Gather every line of the listing below that contains the word "roof" and copy each one out in full.

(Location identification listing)
_____

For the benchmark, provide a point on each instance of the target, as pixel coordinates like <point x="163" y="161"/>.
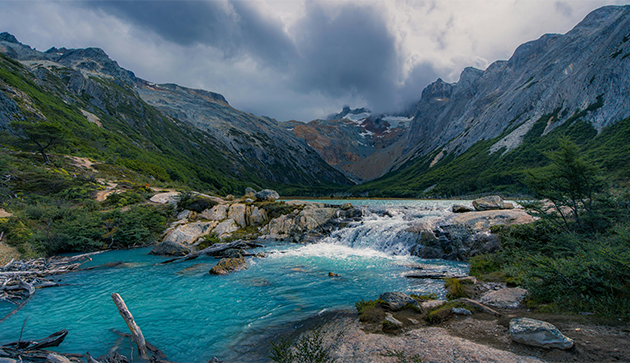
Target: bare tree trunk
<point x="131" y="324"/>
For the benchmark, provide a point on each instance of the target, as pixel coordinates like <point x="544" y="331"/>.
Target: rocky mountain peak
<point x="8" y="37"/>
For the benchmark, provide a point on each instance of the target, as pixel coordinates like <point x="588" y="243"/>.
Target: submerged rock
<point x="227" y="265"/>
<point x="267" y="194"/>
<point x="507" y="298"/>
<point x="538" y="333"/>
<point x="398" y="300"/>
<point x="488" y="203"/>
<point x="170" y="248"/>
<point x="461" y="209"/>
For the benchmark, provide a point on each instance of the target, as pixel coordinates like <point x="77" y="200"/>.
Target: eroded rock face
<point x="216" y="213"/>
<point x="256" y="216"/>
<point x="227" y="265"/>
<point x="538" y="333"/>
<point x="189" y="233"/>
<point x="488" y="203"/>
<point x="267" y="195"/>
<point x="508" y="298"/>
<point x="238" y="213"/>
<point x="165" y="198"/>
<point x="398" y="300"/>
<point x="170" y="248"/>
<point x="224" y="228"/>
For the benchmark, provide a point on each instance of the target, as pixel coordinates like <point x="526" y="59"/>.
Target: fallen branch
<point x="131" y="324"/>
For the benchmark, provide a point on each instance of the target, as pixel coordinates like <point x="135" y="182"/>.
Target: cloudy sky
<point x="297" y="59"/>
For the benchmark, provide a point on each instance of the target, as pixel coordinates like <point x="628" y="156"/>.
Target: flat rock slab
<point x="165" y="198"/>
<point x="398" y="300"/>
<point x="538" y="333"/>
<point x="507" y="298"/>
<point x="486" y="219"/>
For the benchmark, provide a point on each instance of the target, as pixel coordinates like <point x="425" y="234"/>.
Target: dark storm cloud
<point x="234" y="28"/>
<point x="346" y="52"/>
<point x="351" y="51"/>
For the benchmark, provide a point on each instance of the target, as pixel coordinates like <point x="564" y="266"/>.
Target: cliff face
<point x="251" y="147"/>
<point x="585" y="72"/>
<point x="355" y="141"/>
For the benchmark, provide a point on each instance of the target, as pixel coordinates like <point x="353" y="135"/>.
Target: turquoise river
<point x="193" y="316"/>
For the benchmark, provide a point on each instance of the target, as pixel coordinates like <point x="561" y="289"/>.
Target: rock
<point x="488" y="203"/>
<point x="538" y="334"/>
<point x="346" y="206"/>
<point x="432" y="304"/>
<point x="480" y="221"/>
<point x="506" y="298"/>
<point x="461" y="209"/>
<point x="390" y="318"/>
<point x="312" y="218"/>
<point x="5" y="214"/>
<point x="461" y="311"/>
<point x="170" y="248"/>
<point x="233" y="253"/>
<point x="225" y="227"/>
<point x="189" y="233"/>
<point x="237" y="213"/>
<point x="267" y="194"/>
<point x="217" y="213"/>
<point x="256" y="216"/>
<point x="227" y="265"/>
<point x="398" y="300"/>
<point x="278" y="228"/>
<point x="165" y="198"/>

_____

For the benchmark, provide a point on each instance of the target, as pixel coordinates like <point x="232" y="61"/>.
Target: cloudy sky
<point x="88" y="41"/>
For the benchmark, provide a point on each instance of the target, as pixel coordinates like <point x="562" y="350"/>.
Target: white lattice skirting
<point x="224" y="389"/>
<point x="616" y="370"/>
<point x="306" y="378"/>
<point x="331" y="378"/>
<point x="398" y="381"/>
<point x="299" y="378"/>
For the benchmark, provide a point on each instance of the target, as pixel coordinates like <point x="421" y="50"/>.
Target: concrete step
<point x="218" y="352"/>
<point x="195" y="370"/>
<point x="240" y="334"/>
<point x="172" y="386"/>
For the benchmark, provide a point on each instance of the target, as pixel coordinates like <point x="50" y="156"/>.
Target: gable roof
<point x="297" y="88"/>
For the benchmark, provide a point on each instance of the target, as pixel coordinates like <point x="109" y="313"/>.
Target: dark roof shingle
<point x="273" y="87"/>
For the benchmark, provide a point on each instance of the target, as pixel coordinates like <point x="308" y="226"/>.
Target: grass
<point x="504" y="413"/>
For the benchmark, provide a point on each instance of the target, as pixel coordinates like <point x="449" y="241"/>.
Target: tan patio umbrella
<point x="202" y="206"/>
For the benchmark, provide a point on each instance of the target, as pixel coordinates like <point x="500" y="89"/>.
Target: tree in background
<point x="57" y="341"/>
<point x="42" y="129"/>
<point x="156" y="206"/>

_____

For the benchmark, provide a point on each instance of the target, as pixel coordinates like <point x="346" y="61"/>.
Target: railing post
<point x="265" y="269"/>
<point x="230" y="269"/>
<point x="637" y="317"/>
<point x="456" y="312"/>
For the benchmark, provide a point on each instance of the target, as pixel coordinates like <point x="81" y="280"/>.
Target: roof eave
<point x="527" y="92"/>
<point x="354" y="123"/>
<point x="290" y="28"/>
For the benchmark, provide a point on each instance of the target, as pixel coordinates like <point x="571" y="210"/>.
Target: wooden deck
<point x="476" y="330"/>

_____

§ **Answer in full**:
Target: gable roof
Target: dark roof shingle
Target: roof eave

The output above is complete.